Recopiez fidèlement le passage du texte sélectionné compris entre « Une femme rabbin, cela » et « leur pays d'origine. », ces deux bornes incluses.

Texte sélectionné »
——————

Une femme rabbin, cela reste exceptionnel : elles ne sont que cinq en exercice en France. Toutes ont été ordonnées à l'étranger. Iris Ferreira est la première à l'avoir été en France, à Paris en juillet dernier. Mais c'est à Strasbourg qu'elle exercera auprès de la communauté juive libérale.
L'histoire retiendra qu'Iris Ferreira est la première femme ordonnée rabbin en France. C'était le 4 juillet dernier. Une première, et par conséquent, un évènement hautement symbolique.
Mais en réalité, c'est le contexte sanitaire qui l'a imposé. En pleine pandémie de Covid-19, le Leo Baeck College de Londres où elle suivait sa formation depuis cinq ans, a voulu simplifier la procédure. Puisque les déplacements étaient devenus compliqués voire impossible, tous les étudiants de la dernière promotion ont été ordonnés dans leur pays d'origine.

——————

Matériel source »
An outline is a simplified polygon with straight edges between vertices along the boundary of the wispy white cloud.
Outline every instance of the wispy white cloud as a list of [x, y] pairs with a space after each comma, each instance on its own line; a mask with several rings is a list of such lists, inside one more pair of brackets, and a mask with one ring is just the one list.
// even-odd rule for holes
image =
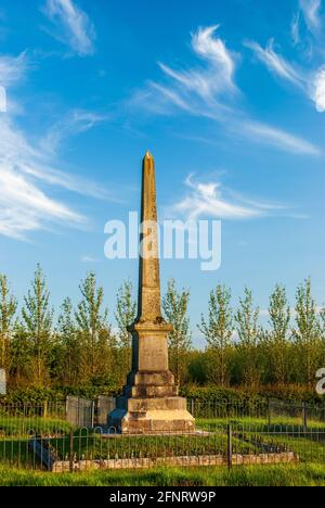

——————

Zone de réponse »
Une femme rabbin, cela reste exceptionnel : elles ne sont que cinq en exercice en France. Toutes ont été ordonnées à l'étranger. Iris Ferreira est la première à l'avoir été en France, à Paris en juillet dernier. Mais c'est à Strasbourg qu'elle exercera auprès de la communauté juive libérale.
L'histoire retiendra qu'Iris Ferreira est la première femme ordonnée rabbin en France. C'était le 4 juillet dernier. Une première, et par conséquent, un évènement hautement symbolique.
Mais en réalité, c'est le contexte sanitaire qui l'a imposé. En pleine pandémie de Covid-19, le Leo Baeck College de Londres où elle suivait sa formation depuis cinq ans, a voulu simplifier la procédure. Puisque les déplacements étaient devenus compliqués voire impossible, tous les étudiants de la dernière promotion ont été ordonnés dans leur pays d'origine.